◆ Extracted records ◆

* * * *

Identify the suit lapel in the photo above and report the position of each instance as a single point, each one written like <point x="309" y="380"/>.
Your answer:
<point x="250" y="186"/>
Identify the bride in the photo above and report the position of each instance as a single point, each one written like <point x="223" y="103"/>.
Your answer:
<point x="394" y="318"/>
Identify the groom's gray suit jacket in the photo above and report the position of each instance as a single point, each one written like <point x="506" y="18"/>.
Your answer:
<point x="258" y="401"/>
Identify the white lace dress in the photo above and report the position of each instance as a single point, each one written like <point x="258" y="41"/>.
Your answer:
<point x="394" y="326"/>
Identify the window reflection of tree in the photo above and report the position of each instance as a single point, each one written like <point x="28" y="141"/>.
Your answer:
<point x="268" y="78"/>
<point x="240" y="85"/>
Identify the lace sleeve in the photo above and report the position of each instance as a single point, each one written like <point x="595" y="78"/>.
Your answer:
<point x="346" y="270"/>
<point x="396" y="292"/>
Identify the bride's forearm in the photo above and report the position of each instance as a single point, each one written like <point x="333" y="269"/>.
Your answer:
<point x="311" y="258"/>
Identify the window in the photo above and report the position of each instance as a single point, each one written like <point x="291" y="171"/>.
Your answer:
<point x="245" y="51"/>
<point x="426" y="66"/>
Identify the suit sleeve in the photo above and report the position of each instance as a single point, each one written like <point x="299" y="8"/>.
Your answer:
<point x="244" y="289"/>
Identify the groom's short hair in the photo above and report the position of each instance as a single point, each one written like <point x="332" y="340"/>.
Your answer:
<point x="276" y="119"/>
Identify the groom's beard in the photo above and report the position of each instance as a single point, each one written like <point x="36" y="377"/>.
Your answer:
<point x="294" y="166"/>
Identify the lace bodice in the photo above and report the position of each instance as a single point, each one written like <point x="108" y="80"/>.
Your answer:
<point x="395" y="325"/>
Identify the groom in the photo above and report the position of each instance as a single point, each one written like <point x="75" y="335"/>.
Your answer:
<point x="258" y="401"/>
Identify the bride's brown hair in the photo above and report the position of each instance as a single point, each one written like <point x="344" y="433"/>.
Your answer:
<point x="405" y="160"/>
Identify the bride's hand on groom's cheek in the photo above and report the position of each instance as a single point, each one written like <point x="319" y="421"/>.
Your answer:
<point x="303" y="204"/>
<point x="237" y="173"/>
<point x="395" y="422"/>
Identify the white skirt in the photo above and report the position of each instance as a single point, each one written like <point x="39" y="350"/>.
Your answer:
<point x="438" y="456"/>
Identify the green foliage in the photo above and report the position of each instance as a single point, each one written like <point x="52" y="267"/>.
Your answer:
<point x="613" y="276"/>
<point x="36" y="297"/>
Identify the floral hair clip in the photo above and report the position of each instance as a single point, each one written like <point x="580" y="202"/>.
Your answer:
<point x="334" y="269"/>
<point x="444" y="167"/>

* * * *

◆ Your objective ◆
Extract the lines of the material above verbatim, starting at the line that contains "Identify the white skirt" and ending with the final line of the material.

◆ Expected output ◆
Identify the white skirt in the photo above and report the position of each instance as a single point, each one written like <point x="39" y="350"/>.
Your answer:
<point x="438" y="456"/>
Identify the green foliage in the photo above and report the position of each instance as a single point, each one written like <point x="52" y="267"/>.
Your answer:
<point x="613" y="276"/>
<point x="36" y="297"/>
Identify the floral hair clip in the photo above and report the position of each instance as a single point, each one written like <point x="580" y="202"/>.
Your answer:
<point x="334" y="269"/>
<point x="444" y="167"/>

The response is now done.